» COMPLETA LO SIGUIENTE
- a) Actualiza el fragmento sobre la pandemia y el capitalismo comenzando por "El covid-19 minó" y continuando hasta "estas enfermedades zoonóticas.", con "crisis sanitaria" en lugar de "pandemia".
- b) Según el fragmento sobre la pandemia y el capitalismo, ¿qué requiere el capitalismo global?

» FRAGMENTO SELECCIONADO
:::
El covid-19 minó un estilo de vida. ¿Qué decir entonces de la relación del tema con el sistema económico?

El capitalismo global requiere por un lado del crecimiento de la producción, la obtención de beneficios y de la contraparte que es el consumo. La pandemia pone en jaque a todo ese sistema, y actúa como una suerte de cable a tierra que nos está recordando lo frágiles que somos. Creo que es un llamado de atención de la naturaleza, nos incita a reflexionar sobre un sistema económico de intensificación de la producción y del consumo que está generando impactos a escala medioambiental, lo que de alguna forma también posibilita el desarrollo de estas enfermedades zoonóticas.

El capitalismo global disipa también cada vez más los límites entre las actividades del hombre y de especies de las que no deberíamos estar tan cerca. ¿Cuál es el camino?
:::
» DATOS PROPORCIONADOS
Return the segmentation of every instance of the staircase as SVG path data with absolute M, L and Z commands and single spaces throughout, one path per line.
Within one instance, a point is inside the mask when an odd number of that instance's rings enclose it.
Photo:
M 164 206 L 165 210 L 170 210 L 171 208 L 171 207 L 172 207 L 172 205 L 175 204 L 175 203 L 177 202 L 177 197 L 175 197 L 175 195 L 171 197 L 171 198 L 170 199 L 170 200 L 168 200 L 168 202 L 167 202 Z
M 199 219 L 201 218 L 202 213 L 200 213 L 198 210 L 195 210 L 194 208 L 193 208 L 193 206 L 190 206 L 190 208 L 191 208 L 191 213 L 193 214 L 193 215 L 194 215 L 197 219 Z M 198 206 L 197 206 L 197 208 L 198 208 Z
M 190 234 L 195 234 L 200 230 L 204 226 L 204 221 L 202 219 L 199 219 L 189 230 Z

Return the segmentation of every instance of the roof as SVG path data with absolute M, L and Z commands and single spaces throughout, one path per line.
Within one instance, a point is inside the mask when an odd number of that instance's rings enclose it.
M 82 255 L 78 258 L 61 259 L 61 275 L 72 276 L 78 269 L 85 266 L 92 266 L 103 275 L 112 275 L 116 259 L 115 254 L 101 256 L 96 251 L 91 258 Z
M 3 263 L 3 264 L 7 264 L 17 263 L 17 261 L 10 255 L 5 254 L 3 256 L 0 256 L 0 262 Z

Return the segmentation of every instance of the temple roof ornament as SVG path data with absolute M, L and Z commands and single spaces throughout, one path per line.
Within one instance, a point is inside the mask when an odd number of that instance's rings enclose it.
:::
» RESPUESTAS DEL EJERCICIO
- a)
El covid-19 minó un estilo de vida. ¿Qué decir entonces de la relación del tema con el sistema económico?

El capitalismo global requiere por un lado del crecimiento de la producción, la obtención de beneficios y de la contraparte que es el consumo. La crisis sanitaria pone en jaque a todo ese sistema, y actúa como una suerte de cable a tierra que nos está recordando lo frágiles que somos. Creo que es un llamado de atención de la naturaleza, nos incita a reflexionar sobre un sistema económico de intensificación de la producción y del consumo que está generando impactos a escala medioambiental, lo que de alguna forma también posibilita el desarrollo de estas enfermedades zoonóticas.

- b) Requiere el crecimiento de la producción, la obtención de beneficios y su contraparte, que es el consumo.